* _Estratto fornito_
------------------------------------------------

Diritto Civile


Il Caso.it, Sez. Giurisprudenza, 12102 - pubb. 18/02/2015

L’amministratore di sostegno può rappresentare il beneficiario anche in atti personalissimi: per separazione, divorziare, impugnare il matrimonio

Cassazione civile, sez. I, 30 Giugno 2014, n. 14794. Est. Lamorgese.


Atti personalissimi - Amministrazione di Sostegno - Ammissibilità di poteri dell’amministratore - Sussiste - Azione di separazione, di divorzio, di annullamento del matrimonio - Ammissibilità - Sussiste

Pretesa degli eredi di impugnare il matrimonio del de cuius - Art. 428 cod. civ. - Applicabilità in ambito matrimoniale - Esclusione - Fondamento - Artt. 120 e 127 cod. civ. - Pretesa illegittimità costituzionale, con riferimento all'art. 3 Cost. - Manifesta infondatezza



Alla luce di una interpretazione sistematica ed evolutiva, deve ammettersi la possibilità per l'amministratore di sostegno, qualora nominato (ed esclusi i casi di conflitto di interessi), di coadiuvare o affiancare la persona bisognosa nella espressione della propria volontà, preservandola da eventuali pressioni o ricatti esterni, anche relativamente al compimento di atti personalissimi, come ritenuto da una giurisprudenza di merito avanzata che lo ha autorizzato, previo intervento del giudice tutelare, a proporre ricorso per separazione personale o per cessazione degli effetti civili del matrimonio del beneficiario. Il prospettato dubbio di legittimità costituzionale degli artt. 120 e 127 c.c., può essere, allora, superato aderendo ad una interpretazione evolutiva e di sistema che offra alla persona coniugata o in procinto di contrarre matrimonio gli strumenti per esercitare, direttamente o indirettamente, il diritto fondamentale di autodeterminarsi nella scelta consapevole di impugnare il matrimonio e, in via preventiva, di contrario in condizioni di piena libertà e senza condizionamenti. (Redazione IL CASO.it) (riproduzione riservata)

------------------------------------------------

[Righe di etichettatura delle posizioni]

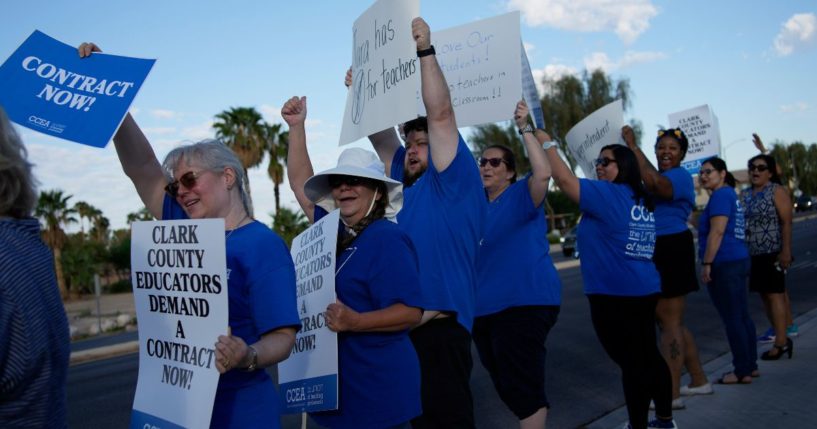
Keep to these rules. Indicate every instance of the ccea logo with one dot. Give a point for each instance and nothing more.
(40, 122)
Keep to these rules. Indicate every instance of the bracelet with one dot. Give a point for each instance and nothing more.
(426, 52)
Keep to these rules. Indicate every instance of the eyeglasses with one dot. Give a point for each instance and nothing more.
(188, 180)
(493, 161)
(335, 180)
(604, 162)
(675, 131)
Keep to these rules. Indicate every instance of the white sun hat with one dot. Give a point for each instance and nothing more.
(360, 163)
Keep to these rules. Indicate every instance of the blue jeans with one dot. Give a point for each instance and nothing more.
(729, 295)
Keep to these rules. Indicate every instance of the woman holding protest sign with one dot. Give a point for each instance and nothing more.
(376, 282)
(617, 237)
(206, 180)
(674, 256)
(516, 308)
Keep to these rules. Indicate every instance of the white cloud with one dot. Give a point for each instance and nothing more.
(627, 18)
(799, 32)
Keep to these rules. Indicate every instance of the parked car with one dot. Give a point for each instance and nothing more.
(569, 245)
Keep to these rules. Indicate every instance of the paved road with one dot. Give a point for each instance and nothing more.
(583, 383)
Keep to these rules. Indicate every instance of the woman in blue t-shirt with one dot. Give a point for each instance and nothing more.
(617, 238)
(725, 261)
(509, 297)
(674, 192)
(376, 282)
(203, 181)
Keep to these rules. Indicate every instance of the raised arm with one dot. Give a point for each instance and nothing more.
(654, 181)
(442, 125)
(136, 156)
(540, 167)
(299, 166)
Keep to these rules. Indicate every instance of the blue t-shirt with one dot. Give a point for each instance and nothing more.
(617, 238)
(261, 294)
(724, 202)
(671, 215)
(514, 266)
(444, 214)
(379, 373)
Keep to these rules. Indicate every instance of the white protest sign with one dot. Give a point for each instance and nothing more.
(482, 65)
(179, 275)
(599, 129)
(308, 379)
(385, 70)
(701, 127)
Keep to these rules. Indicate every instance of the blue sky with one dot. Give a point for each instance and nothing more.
(748, 60)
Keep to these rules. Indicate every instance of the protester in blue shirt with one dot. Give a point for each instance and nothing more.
(725, 261)
(206, 180)
(617, 238)
(444, 215)
(518, 289)
(34, 338)
(376, 281)
(674, 257)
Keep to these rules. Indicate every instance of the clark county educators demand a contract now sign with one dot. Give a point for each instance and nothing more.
(46, 86)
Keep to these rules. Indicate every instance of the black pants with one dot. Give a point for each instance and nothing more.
(625, 326)
(444, 349)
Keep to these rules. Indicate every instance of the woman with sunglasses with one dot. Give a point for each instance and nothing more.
(617, 238)
(206, 180)
(376, 282)
(768, 235)
(516, 308)
(674, 192)
(725, 266)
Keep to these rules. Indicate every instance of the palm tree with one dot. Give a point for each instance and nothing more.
(52, 209)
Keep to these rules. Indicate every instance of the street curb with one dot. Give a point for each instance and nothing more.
(84, 356)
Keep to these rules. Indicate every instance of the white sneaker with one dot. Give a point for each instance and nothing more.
(704, 389)
(677, 404)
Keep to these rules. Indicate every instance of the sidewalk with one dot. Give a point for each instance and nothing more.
(783, 396)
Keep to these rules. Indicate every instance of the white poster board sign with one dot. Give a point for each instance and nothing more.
(179, 275)
(385, 70)
(308, 379)
(701, 127)
(482, 65)
(599, 129)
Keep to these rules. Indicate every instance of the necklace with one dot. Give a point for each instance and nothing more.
(236, 227)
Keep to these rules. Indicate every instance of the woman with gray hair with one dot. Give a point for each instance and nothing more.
(34, 339)
(206, 180)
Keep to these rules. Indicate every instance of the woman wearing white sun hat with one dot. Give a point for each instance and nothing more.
(376, 282)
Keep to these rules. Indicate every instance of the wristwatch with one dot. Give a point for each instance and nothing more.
(526, 129)
(253, 360)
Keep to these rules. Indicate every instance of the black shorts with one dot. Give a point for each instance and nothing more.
(511, 346)
(764, 277)
(674, 258)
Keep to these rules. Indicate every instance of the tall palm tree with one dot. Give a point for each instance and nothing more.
(53, 211)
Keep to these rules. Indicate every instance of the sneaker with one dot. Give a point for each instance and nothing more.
(767, 337)
(662, 424)
(704, 389)
(677, 404)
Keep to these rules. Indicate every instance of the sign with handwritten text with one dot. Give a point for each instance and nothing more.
(179, 276)
(47, 87)
(599, 129)
(385, 70)
(701, 128)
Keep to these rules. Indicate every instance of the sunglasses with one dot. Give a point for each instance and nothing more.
(493, 161)
(188, 180)
(604, 162)
(336, 180)
(675, 131)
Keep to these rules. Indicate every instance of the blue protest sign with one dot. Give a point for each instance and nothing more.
(46, 86)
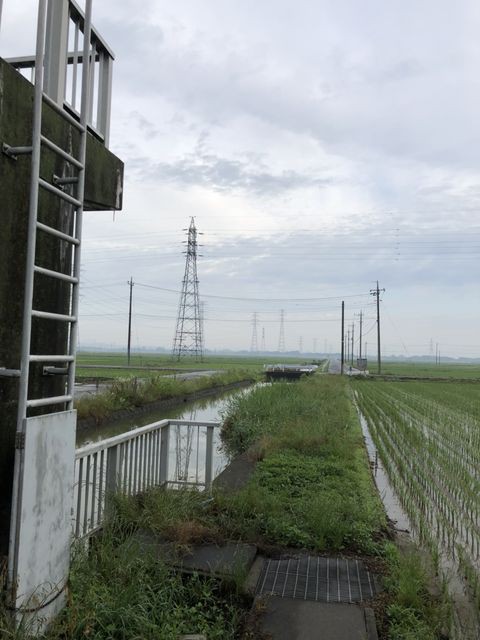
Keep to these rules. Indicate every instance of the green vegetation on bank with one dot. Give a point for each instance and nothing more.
(129, 393)
(118, 591)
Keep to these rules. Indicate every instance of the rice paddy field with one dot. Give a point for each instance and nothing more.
(114, 365)
(427, 434)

------------------------------------------------

* _Compito richiesto A_
Secondo la massima sull'amministrazione di sostegno, a quale scopo l'amministratore può coadiuvare o affiancare la persona bisognosa nell'espressione della propria volontà, anche per gli atti personalissimi?
* _Compito richiesto B_
Ricopia dalla massima sull'amministrazione di sostegno il passo che va da "L’amministratore di sostegno" fino a "14794. Est. Lamorgese." compreso.

* _Risposta corretta A_
Lo scopo è preservare la persona da eventuali pressioni o ricatti esterni. L'affiancamento è ammesso sulla base di un'interpretazione sistematica ed evolutiva, se l'amministratore è nominato e non ci sono conflitti di interessi.

* _Risposta corretta B_
L’amministratore di sostegno può rappresentare il beneficiario anche in atti personalissimi: per separazione, divorziare, impugnare il matrimonio

Cassazione civile, sez. I, 30 Giugno 2014, n. 14794. Est. Lamorgese.